[Records for the exercise Boundary: Start]
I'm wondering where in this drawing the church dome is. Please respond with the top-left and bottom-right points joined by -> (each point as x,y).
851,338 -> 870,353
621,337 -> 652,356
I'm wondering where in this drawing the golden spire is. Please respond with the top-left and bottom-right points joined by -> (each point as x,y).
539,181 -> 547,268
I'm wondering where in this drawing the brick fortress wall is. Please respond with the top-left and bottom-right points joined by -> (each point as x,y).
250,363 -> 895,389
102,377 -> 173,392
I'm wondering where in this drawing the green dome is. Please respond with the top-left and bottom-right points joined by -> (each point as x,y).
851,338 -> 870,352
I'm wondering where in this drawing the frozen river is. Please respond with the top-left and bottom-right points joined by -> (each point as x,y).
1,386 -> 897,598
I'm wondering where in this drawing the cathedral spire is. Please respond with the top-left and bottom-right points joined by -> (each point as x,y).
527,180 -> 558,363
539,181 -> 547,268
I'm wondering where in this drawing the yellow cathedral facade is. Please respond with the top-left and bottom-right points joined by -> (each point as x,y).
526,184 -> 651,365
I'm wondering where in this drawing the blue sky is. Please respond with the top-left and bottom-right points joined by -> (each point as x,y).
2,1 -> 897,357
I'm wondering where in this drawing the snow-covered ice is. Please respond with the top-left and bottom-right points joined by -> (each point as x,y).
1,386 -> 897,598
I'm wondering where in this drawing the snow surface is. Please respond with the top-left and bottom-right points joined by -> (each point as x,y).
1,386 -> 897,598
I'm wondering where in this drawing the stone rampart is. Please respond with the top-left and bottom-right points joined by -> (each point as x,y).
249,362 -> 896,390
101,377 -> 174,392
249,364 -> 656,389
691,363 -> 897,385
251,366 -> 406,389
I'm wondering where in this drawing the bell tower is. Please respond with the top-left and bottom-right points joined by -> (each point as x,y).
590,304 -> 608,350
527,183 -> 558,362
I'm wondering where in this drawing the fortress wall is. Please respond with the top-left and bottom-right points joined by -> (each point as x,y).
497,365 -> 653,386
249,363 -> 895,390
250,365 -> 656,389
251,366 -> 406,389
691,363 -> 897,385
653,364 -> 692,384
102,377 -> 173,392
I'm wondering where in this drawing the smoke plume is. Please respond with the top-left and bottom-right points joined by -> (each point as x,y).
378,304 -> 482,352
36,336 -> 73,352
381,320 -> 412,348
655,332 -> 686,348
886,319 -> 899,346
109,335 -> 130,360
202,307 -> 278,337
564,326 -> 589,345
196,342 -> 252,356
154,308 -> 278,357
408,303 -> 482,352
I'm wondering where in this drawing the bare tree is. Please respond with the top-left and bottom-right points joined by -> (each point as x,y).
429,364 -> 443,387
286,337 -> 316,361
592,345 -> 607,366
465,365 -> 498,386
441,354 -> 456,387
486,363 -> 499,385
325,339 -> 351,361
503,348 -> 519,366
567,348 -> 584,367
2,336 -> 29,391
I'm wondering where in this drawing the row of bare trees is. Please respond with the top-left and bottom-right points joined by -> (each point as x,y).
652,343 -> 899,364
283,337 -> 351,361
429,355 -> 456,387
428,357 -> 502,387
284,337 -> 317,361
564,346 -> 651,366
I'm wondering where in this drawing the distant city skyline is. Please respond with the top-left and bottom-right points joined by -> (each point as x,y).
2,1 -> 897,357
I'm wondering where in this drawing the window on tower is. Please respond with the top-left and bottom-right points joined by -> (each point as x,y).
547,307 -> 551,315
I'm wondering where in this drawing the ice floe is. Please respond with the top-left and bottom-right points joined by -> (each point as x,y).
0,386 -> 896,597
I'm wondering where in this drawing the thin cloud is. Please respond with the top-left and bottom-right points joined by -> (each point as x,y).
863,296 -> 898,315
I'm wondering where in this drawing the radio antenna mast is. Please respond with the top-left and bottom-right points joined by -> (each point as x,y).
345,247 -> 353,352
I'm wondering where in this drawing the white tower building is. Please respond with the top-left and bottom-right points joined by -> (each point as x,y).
[Records for the exercise Boundary: End]
* Problem to work on *
Please write out each line of the listing above exactly.

* Solution below *
I'm wondering where in this drawing the church dome is. Please respond with the top-left and bottom-right points joined by -> (each point as x,y).
851,338 -> 870,353
621,337 -> 652,356
I'm wondering where in this drawing the golden spire is. Please respond with the top-left and bottom-right points joined by -> (each point as x,y).
539,181 -> 547,268
I'm wondering where in this drawing the brick fortress wall is. Please respond with the top-left and bottom-right points joined by -> (each point as x,y).
250,363 -> 895,389
102,377 -> 173,392
I'm wondering where in this drawing the green dome is. Please respond with the top-left and bottom-right points joined by -> (each point as x,y).
851,338 -> 870,352
I'm wondering where in this drawing the frozen river is. Please respond with the top-left and bottom-right points joined by -> (each point as x,y).
1,386 -> 897,598
I'm wondering where in this drawing the cathedral spire is. Please respond with the top-left and bottom-right points joined by -> (each point as x,y).
527,180 -> 558,363
539,181 -> 547,268
I'm wondering where in this drawing the yellow cathedral facade is. Please respond with the top-left and bottom-right points joined by -> (each point as x,y).
526,184 -> 651,365
I'm wondering where in this drawing the blue sky is. Please respond with the top-left and bottom-right points joined by -> (each point as x,y).
2,1 -> 897,357
I'm wondering where in this drawing the snow-covered ice is. Please respond with the top-left and bottom-right points joined by -> (each point as x,y).
1,386 -> 897,598
I'm wondering where in this drawing the snow surface is. Please respond with the top-left and bottom-right points joined by -> (each point as x,y).
1,386 -> 897,598
I'm wondering where in this drawing the stone rampart is. Please respond with the top-left and bottom-right points joined by -> (each point as x,y).
249,362 -> 896,390
101,377 -> 174,392
249,364 -> 656,389
691,363 -> 897,385
251,366 -> 406,389
I'm wondering where in this drawing the bell tower is. Please respond with the top-left and bottom-right points joined by -> (each point as x,y).
590,304 -> 608,350
527,183 -> 558,362
I'm wondering where in this drawing the fortress wall is. Please respond with the top-left and bottom-right points joined by -> (each point as x,y).
497,365 -> 653,386
249,363 -> 895,390
250,365 -> 656,389
251,366 -> 406,389
691,363 -> 897,385
653,364 -> 692,384
102,377 -> 173,392
I'm wondering where in this drawing the smoke plume is. Please respond with the top-left and bottom-right points joined by -> (each point as x,y).
378,304 -> 482,352
36,336 -> 73,352
381,320 -> 412,348
655,332 -> 686,348
886,319 -> 899,346
109,335 -> 130,360
202,307 -> 278,337
564,326 -> 589,345
196,342 -> 252,356
154,308 -> 278,357
408,303 -> 482,352
I'm wondering where in this drawing the bare tree is. Please respond with the top-left and bottom-right points joined by -> (each point as x,y).
429,364 -> 443,387
286,337 -> 316,361
592,345 -> 607,366
465,365 -> 498,386
441,354 -> 456,387
486,363 -> 499,385
325,339 -> 351,361
503,348 -> 519,366
567,348 -> 584,367
2,336 -> 29,391
I'm wondering where in this drawing the row of bare trees is. Please respond with the top-left and bottom-right points joined by -> (each point as x,y).
652,343 -> 899,364
283,337 -> 351,361
429,355 -> 456,387
428,357 -> 502,387
284,337 -> 317,361
564,346 -> 651,366
I'm wondering where in this drawing the distant city skyline is. Please respond with the top-left and bottom-right points joined by -> (each point as x,y).
2,1 -> 897,357
I'm wondering where in this drawing the window on tower is. Please respond with the top-left and bottom-right points joined by -> (each point as x,y).
547,307 -> 551,315
I'm wondering where in this drawing the ice floe is. Please respond with the top-left and bottom-right points joined by -> (each point as x,y).
0,386 -> 896,597
I'm wondering where in this drawing the thin cloud is. Please respond with the top-left and bottom-right points joined by -> (each point as x,y).
863,296 -> 898,315
I'm wondering where in this drawing the radio antenna mast is. Please respond with the top-left and bottom-right points joined by -> (each point as x,y).
345,247 -> 353,352
I'm wondering where in this drawing the white tower building is. Please respond with the top-left and bottom-right points joined by -> (each point as x,y).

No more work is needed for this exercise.